# INSTRUCTION
Do these statements agree with the text on absent fathers? Answer yes or no for each and quote the words from the text that decide it.
1. The text says telomere loss is greater for boys than for girls.
2. The text says 70% of youths in prisons grew up in a fatherless home.
3. The text says Warren Farrell wrote The Boy Crisis alone.

# EXTRACT

_ _ _

The Family Father Wound Impacts Four Critical Areas of Our Lives: Our physical health – Our emotional health – Our relationship health -Our social and political health.

The effects of growing up without a loving, engaged father ripple through the generations and contribute to many of the most serious problems we face in our society today.

In their book, The Boy Crisis: Why Our Boys Are Struggling and What We Can Do About It, Warren Farrell and John Gray cite the following statistics about the negative impact of absent fathers on their children, particularly on our boys.

Children with father loss have, by the age of nine, a 14% reduction in chromosome telomere length—the most reliable predictor of life expectancy. In addition, the telomere loss is 40% greater for boys than for girls.

Living in a home without a dad has a greater correlation with suicide among teenagers than any other factor.

Every 1% increase in fatherlessness in a neighborhood predicts a 3% increase in adolescent violence.

Among youths in prisons, 85% grew up in a fatherless home. Prisons are centers for dad-deprived young men.

Dad deprivation increases the likelihood of teenage motherhood.

Dad-deprived boys search for structure and respect in gangs.

A study of ISIS fighters concluded that almost all male and female fighters had in common “some type of an ‘absent father’ syndrome.”

Fatherlessness has become so pervasive in society that it has come to be accepted as normal. Yet, it is anything but normal. Fatherlessness perpetuates the cycle of fathers producing children who may be wounded, who themselves grow up to become or to marry, a wounded man.

While devastating, the father’s absence is a problem that persists in America this problem goes well beyond geographical lines.

_ _ _

Entries from a pointing dataset:
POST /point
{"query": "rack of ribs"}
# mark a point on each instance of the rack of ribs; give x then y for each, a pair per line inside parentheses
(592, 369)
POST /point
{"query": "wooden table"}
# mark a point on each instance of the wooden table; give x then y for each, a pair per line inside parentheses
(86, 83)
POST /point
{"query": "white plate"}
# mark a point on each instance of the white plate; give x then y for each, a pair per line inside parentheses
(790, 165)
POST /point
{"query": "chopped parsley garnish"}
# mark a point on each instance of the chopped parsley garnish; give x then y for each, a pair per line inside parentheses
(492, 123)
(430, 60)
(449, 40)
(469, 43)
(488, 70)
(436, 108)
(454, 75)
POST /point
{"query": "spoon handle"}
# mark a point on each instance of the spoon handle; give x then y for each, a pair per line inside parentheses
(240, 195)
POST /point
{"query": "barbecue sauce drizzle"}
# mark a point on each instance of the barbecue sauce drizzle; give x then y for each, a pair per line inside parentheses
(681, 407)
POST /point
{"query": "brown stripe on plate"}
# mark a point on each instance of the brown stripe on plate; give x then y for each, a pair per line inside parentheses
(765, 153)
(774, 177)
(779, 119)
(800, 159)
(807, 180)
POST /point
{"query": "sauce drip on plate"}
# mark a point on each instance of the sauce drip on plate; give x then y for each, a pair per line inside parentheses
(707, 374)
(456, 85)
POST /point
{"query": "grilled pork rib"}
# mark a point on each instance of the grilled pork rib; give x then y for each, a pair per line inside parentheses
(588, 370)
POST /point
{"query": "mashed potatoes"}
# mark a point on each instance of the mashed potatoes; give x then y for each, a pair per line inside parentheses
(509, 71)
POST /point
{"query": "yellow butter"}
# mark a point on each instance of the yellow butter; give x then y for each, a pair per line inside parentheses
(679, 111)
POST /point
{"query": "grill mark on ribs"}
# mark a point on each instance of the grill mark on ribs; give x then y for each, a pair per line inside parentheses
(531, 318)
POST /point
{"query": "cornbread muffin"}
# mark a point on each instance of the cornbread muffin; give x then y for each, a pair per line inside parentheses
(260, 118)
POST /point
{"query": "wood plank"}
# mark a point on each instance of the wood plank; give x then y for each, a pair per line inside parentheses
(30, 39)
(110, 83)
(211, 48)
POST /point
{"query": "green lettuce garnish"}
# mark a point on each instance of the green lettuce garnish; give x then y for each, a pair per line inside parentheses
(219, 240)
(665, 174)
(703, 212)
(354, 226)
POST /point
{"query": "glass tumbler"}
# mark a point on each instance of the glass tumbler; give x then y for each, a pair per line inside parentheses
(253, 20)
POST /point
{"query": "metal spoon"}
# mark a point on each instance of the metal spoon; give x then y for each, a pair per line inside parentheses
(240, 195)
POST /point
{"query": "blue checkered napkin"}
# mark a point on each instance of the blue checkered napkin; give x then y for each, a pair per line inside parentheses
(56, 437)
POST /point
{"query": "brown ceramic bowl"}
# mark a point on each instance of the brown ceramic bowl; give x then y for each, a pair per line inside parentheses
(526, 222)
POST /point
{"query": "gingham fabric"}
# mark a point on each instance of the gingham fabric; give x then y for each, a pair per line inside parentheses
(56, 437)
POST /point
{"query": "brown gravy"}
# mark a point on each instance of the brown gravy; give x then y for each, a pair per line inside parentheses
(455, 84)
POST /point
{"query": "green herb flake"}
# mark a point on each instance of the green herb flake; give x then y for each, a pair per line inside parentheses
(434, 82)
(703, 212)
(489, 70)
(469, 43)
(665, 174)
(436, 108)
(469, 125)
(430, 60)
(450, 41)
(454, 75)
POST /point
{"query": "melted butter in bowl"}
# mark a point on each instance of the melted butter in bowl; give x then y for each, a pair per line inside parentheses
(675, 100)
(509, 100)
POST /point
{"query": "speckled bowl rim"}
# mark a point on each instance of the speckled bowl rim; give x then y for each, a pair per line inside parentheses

_ _ _

# THE RESPONSE
1. Yes: "the telomere loss is 40% greater for boys than for girls."
2. No: "Among youths in prisons, 85% grew up in a fatherless home."
3. No: "Warren Farrell and John Gray cite the following statistics"